:: SELECTED EXCERPT ::
And where was the “net” of genetics to support this great leap of faith in carrying plague’s story into Africa? What promise did palaeogenetics hold for other parts of the world if no plague aDNA had yet been retrieved outside of Europe and western Russia? As Lori Jones and I muse in a forthcoming paper on infectious disease history in the Indian Ocean World, local aDNA is not necessary to start seeing the larger, global implications of an evolutionary approach to infectious disease history. In my chapter of the 2014 Medieval Globe volume, I had laid out why the new evolutionary understanding of Yersinia pestis was pointing a finger at East Africa and saying “There’s something going on here!” In my essay for the Afriques volume, I revisited that genetics evidence. Just as a philologist infers textual transmission from a stemma, so an evolutionary geneticist can infer lines of biological inheritance from a phylogenetic tree. (In concept, the two kinds of diagrams are identical.) Using my 2016 observations about a split in the branching of Y. pestis’s evolutionary tree right after the Black Death, along with evidence from colonial records and oral traditions, I sketched out how a Russian strain of plague may have reached East Africa in the late medieval period. It survives there to the present day.

Figure 2: Detail of the Yersinia pestis phylogenetic tree marked to show the later medieval polytomy (the “Big Bang,” circled in red) and the new branches it created, both those retrieved from aDNA (black labels) and those from modern isolates (peach-colored labels). The African branch is “1.ANT.” From: Monica H. Green, “Putting Africa on the Black Death Map: Narratives from Genetics and History,” Afriques 9 (2018), https://journals.openedition.org/afriques/2125.
:::
## WORK INSTRUCTION:
Extend the passage on tracing plague's spread into Africa through genetics, picking up after its figure caption.
:: RECORDED DATA ::
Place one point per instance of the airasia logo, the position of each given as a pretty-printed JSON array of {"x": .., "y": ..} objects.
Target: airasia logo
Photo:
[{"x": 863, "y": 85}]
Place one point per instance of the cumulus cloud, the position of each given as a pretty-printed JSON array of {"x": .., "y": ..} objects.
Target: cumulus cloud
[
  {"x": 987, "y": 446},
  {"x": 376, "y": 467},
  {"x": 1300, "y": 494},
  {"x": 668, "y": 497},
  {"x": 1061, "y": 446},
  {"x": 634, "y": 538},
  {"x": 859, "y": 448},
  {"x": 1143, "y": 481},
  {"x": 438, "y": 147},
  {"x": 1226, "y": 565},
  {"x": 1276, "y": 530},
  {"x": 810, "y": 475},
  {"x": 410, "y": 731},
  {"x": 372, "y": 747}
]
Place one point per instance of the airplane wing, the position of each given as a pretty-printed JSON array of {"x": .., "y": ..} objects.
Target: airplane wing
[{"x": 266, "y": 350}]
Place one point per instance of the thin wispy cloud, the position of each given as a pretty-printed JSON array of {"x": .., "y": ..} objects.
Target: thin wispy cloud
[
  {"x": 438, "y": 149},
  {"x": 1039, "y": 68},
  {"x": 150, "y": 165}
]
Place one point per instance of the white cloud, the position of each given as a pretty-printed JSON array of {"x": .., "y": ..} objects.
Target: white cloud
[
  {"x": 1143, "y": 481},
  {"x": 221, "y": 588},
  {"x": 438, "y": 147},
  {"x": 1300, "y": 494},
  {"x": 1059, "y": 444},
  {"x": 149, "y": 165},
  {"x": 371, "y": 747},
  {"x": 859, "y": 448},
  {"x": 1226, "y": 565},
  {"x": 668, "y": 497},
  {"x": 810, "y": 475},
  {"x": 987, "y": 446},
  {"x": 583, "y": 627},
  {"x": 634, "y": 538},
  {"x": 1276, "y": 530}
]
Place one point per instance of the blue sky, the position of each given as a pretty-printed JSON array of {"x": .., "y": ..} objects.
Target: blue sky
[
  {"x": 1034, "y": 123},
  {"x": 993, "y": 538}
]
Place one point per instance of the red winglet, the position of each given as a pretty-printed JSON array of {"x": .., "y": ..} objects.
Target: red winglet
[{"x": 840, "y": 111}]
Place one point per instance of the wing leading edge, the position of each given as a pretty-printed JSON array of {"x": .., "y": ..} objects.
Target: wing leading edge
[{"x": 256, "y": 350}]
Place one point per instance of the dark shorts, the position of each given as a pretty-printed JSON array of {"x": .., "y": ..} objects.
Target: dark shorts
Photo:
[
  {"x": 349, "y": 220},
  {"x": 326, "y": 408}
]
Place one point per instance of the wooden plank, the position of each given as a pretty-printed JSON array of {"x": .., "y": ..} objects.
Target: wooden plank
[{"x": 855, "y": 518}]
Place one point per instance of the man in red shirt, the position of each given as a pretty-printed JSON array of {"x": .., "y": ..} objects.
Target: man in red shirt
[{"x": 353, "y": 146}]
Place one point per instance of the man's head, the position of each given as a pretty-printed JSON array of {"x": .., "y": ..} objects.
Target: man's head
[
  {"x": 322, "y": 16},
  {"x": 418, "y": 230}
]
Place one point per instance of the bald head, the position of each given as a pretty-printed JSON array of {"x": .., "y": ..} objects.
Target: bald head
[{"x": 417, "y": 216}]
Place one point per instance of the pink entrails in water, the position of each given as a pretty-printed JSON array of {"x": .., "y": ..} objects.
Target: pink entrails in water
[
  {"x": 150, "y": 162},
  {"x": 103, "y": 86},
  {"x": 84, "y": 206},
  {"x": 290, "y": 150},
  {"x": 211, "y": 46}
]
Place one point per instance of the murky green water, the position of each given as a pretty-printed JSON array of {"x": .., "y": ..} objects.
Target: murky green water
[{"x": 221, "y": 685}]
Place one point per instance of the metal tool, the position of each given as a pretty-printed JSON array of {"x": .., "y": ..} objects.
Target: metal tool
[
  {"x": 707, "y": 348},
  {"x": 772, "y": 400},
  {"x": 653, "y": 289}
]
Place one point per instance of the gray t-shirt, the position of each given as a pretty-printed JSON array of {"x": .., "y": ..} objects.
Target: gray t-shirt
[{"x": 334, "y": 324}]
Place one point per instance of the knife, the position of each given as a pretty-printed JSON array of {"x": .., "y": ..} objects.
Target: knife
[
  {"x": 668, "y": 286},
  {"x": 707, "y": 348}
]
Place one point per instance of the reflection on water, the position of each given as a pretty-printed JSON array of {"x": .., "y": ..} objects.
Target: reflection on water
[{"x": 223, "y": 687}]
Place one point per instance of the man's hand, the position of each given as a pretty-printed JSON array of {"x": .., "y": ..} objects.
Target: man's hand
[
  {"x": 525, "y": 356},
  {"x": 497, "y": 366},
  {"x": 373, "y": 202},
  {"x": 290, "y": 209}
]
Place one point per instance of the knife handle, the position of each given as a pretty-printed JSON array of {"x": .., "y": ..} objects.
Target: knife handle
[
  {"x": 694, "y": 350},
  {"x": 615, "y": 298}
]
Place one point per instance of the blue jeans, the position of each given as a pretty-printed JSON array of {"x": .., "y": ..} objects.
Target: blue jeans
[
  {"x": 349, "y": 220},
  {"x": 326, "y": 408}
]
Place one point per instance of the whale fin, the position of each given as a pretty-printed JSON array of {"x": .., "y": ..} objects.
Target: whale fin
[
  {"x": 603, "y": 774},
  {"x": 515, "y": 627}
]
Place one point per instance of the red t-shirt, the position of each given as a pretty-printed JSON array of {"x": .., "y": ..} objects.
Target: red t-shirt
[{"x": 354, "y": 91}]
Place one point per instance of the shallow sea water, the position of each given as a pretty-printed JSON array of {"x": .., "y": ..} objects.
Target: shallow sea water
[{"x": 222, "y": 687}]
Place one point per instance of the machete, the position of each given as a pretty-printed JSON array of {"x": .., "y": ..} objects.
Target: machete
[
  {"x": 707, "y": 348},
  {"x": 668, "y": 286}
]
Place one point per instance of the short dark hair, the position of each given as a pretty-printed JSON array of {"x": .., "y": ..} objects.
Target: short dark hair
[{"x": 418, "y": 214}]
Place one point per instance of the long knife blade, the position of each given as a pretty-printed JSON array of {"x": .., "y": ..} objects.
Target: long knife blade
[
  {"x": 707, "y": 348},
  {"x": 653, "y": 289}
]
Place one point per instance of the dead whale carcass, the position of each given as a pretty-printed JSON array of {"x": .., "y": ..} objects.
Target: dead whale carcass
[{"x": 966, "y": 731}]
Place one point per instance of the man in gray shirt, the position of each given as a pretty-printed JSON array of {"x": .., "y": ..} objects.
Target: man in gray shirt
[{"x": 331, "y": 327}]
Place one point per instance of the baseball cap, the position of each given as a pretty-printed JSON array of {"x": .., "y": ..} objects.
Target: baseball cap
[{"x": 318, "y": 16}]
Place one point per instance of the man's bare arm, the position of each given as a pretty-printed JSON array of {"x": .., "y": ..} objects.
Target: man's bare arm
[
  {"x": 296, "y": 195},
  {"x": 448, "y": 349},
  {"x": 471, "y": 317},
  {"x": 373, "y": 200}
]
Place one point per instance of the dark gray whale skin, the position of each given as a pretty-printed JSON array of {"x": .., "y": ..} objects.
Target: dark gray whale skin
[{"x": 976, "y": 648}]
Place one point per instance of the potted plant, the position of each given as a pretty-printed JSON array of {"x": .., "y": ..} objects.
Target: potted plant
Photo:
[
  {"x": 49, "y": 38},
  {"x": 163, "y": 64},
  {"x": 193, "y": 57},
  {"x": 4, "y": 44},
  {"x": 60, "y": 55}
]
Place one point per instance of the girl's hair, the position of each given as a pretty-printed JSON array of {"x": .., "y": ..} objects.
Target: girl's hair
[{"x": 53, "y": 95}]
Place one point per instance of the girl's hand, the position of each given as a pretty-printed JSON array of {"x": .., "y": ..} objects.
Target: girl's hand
:::
## RESPONSE AREA:
My ultimate goal in diving headlong into plague research had always been pedagogical. The blogpost I wrote for Arc Humanities in 2015 focused on my teaching, and I’m proud to say that my 2018 essay, “On Learning How to Teach the Black Death,” has been the second most frequently viewed and downloaded item on my public webpage.

So yes, this project was “big.” And “bold” (or boldly ambitious), too. But was it “urgent”? Five years ago this month, I left Princeton and was driving home to Arizona. When I had radio reception, I was listening to news coming out of West Africa. The still-uncontained outbreak of Ebola was taking dozens of lives every week. The barely contained panic in the reports was palpable. When I returned home, I knew that my task—the one way I could help as a historian—was to “teach the crisis.” With a new colleague-in-arms, Stephen Casper, I started an Ebola Archive: the crisis could best be understood, we thought, by getting a sense of where the disease came from, where it might be heading, and how those most immediately affected (not simply healthcare providers but the local populace) might have understood what they were experiencing. In other words, we attempted to bring all the perspectives that I and my colleagues had just used to approach the Black Death. In January 2015, I wrote up a new foreword to the print edition to Pandemic Disease: “The Black Death and Ebola: On the Value of Comparison.” It breaks my heart to re-read it now, with a new Ebola epidemic still out-of-control in the Democratic Republic of Congo.

What does the medieval past have to teach the present? Sometimes, looking for “medievalness” is the wrong thing to do. Madagascar’s outbreak of plague in 2017 had nothing to do with the Middle Ages, but everything to do with the modern processes of globalized trade and labor. But we only know when and how to make such comparisons by having a deeply immersed understanding of both past and present. The “new plague paradigm” has proved a powerful tool, not simply for geneticists (for whom Y. pestis has now become a “model organism”), but for historians and archaeologists, too. If I could give a directive to other medievalists, it would likewise be to “do something big, bold, and urgent.”